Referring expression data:
═══

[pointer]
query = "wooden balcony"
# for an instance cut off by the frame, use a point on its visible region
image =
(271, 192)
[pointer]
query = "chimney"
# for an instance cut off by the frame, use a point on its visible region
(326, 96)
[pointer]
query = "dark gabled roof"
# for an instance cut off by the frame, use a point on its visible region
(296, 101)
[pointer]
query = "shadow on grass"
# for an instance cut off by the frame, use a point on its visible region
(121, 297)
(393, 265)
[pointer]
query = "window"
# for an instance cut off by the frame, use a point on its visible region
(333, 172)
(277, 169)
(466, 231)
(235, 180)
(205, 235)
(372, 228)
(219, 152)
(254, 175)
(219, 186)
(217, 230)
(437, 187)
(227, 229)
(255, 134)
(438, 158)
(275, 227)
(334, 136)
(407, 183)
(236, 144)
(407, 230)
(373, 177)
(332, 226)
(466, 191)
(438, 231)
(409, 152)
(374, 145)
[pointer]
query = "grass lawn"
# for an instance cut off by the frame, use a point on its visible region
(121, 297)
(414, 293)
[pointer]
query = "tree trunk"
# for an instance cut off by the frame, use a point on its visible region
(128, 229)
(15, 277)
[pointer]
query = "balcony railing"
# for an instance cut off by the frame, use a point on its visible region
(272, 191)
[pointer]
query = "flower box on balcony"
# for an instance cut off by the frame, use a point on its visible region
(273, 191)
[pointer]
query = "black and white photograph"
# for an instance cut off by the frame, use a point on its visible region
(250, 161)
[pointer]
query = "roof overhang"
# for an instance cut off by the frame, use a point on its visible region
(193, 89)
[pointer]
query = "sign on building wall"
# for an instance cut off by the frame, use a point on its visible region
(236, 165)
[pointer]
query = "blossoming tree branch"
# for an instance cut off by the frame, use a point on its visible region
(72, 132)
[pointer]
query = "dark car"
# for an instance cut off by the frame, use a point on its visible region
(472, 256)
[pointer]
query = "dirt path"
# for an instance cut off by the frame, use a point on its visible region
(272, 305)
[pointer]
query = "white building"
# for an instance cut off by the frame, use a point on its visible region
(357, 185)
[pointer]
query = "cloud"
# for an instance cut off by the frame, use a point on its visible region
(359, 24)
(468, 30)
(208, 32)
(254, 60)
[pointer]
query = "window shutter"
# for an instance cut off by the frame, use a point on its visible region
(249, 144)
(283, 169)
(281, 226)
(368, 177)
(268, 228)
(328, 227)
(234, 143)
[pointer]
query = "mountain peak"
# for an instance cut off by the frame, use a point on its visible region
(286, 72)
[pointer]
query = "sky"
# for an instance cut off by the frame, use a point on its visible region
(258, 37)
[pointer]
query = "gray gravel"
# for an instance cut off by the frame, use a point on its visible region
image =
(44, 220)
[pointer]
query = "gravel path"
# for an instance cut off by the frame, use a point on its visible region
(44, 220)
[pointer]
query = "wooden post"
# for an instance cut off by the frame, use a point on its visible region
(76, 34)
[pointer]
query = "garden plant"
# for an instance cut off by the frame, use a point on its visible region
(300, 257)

═══

§ **Exercise brief**
Line by line, transcribe the data exactly.

§ **Solution to the problem**
[pointer]
query = "wooden balcony"
# for an instance cut off by the frame, use a point on its visible region
image =
(271, 192)
[pointer]
query = "chimney"
# for an instance cut off by the frame, use a point on its visible region
(326, 96)
[pointer]
query = "dark gabled roof"
# for an instance cut off by the frame, use a point on its visible region
(296, 101)
[pointer]
query = "shadow on grass"
# for an instance cut off by the frame, use a point on its visible region
(121, 297)
(393, 265)
[pointer]
query = "window"
# for an instance cut off by the frame, use a point on its visible region
(333, 172)
(277, 169)
(466, 231)
(235, 180)
(205, 235)
(372, 228)
(219, 152)
(254, 175)
(219, 186)
(217, 230)
(437, 187)
(227, 229)
(255, 134)
(438, 158)
(275, 227)
(334, 136)
(407, 183)
(236, 144)
(407, 230)
(373, 177)
(332, 226)
(466, 191)
(438, 231)
(409, 152)
(374, 145)
[pointer]
query = "grass lawn"
# for an instance cut off by the frame, use a point on its visible region
(121, 297)
(414, 293)
[pointer]
query = "tree trunk"
# for an instance cut off by the frame, use a point on its visible region
(128, 229)
(15, 277)
[pointer]
query = "balcony railing"
# for an instance cut off by the frame, use a point on its visible region
(272, 191)
[pointer]
query = "flower box on balcony"
# for an instance cut off by the frame, use a point on its visible region
(273, 191)
[pointer]
query = "black and white photograph"
# for an instance cut off by the frame, use a point on its visible region
(250, 161)
[pointer]
query = "roof overhang"
# for an instance cut off by the frame, use a point on its visible region
(193, 89)
[pointer]
query = "sign on building wall"
# for an instance cut off by the frame, use a point on its visible region
(236, 165)
[pointer]
query = "blossoming tree branch"
# for an instance cut off by the frame, use a point on its visible region
(72, 132)
[pointer]
query = "dark car"
# for an instance cut off by the frame, use a point on its visible region
(472, 256)
[pointer]
query = "dirt path"
# for an instance cut off by the frame, use a point on its visible region
(272, 305)
[pointer]
query = "white building"
# for an instance cut off by the frame, use a point on its visible region
(357, 185)
[pointer]
query = "cloud"
# for an instance cut off by the frame, use a point on its visible region
(359, 24)
(468, 30)
(208, 32)
(254, 60)
[pointer]
query = "window shutter"
# for an instance cut off by the frame, use a point on its visible region
(249, 144)
(283, 169)
(281, 226)
(368, 177)
(268, 228)
(328, 227)
(234, 143)
[pointer]
query = "mountain peak"
# for an instance cut off by the frame, use a point on its visible region
(286, 72)
[pointer]
query = "sky"
# for an instance cut off by the frame, use a point on its visible region
(258, 37)
[pointer]
query = "gray gravel"
# for an instance cut off by the frame, use a point on its visible region
image =
(44, 220)
[pointer]
query = "gravel path"
# for an instance cut off by the frame, use a point on its visible region
(44, 220)
[pointer]
query = "wooden post"
# for an instance cut off by the frame, use a point on its visible region
(76, 34)
[pointer]
query = "garden plant"
# for an instance cut off by the frame, use a point on its visible region
(300, 257)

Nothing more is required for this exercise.